対象の文章:
八紫会(昭和35年卒)/南九州クラス旅行

 平成22年10月に横浜で卒後50周年を祝い,大勢の出席を得た総会で,八紫会としての総会と会費徴収は今年度をもって終了し,弔慰金のみは蓄積されている会費で補足するとの決定がなされた。しかし,これをもって50年間に渉って毎年必ず行ってきた同期会が消失するわけでは勿論なく,平成23年も九州の学友(熊本の中根俊吾,佐賀の飯田正一,長崎の渡邊修志,鹿児島の中村逸朗)各君の御骨折りで南九州のクラス旅行を行った。

課題一覧:
1: 八紫会のクラス旅行に関する文章から、「平成22年10月に横浜で卒後」から「南九州のクラス旅行を行った。」までを、両端を含めてそのまま書き写してください。
2: 八紫会のクラス旅行に関する文章に基づき、次の問いに答えてください。
(a) 卒後50周年を祝う総会は、いつ、どこで開かれましたか。
(b) 総会の決定では、弔慰金はどのように補うこととされましたか。
(c) 佐賀の学友として名前が挙げられているのは誰ですか。
3: 八紫会のクラス旅行に関する文章を、最後の文の後から書き継いでください。

(保存済みの項目)

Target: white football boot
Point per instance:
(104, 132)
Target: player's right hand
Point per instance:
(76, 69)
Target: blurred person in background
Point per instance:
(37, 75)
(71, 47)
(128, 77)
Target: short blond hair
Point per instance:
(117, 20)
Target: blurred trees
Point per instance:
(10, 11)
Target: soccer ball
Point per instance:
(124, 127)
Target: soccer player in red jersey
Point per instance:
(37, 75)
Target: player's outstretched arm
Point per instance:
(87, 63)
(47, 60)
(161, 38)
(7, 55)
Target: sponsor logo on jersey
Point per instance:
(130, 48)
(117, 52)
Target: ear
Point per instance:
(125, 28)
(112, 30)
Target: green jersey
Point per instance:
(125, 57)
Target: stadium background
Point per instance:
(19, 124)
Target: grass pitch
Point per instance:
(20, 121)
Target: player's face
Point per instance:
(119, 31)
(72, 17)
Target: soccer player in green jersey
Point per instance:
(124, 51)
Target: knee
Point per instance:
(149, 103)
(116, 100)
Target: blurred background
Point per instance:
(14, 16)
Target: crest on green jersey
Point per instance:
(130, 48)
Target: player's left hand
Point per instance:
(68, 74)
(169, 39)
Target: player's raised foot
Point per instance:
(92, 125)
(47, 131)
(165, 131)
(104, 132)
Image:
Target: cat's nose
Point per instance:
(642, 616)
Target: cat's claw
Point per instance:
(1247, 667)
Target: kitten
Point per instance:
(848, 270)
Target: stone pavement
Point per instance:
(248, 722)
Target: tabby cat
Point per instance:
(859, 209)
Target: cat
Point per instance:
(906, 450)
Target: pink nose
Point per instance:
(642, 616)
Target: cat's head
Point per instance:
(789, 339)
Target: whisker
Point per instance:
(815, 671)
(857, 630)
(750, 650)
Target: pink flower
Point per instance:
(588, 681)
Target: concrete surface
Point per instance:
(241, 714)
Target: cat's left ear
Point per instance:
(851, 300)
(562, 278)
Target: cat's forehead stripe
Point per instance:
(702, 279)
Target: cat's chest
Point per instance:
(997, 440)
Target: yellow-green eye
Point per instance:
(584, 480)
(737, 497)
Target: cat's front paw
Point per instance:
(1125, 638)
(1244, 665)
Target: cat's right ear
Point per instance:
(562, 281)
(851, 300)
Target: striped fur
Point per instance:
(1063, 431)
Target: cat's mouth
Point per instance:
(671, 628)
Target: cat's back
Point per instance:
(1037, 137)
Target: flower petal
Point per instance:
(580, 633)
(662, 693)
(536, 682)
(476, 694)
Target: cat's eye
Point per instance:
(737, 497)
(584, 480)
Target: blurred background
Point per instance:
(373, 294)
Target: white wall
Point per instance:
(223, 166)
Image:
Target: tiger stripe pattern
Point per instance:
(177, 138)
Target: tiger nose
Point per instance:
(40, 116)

各課題の解答:
1:
平成22年10月に横浜で卒後50周年を祝い,大勢の出席を得た総会で,八紫会としての総会と会費徴収は今年度をもって終了し,弔慰金のみは蓄積されている会費で補足するとの決定がなされた。しかし,これをもって50年間に渉って毎年必ず行ってきた同期会が消失するわけでは勿論なく,平成23年も九州の学友(熊本の中根俊吾,佐賀の飯田正一,長崎の渡邊修志,鹿児島の中村逸朗)各君の御骨折りで南九州のクラス旅行を行った。

2:
(a) 平成22年10月、横浜
(b) 蓄積されている会費で補足する
(c) 飯田正一

3:
 平成23年10月8日夕刻,熊本のホテル日航で,参加者全員が集合。総会はないが,過去1年間で鬼籍に入られた(阿比留次郎,川上強逸,菊池成幸,酒井眞一,渡辺作一朗)各君の冥福を祈って全員で黙祷したのち,懇親会に入った。席上,仙台の花岡十弘君が3月11日のあの震災にふれ,実姉を津波でなくされた気持ちを切々と述べられたことに,全員が深く打たれ,それにも拘わらず遠路出席されたことに深い共感をおぼえたことだった。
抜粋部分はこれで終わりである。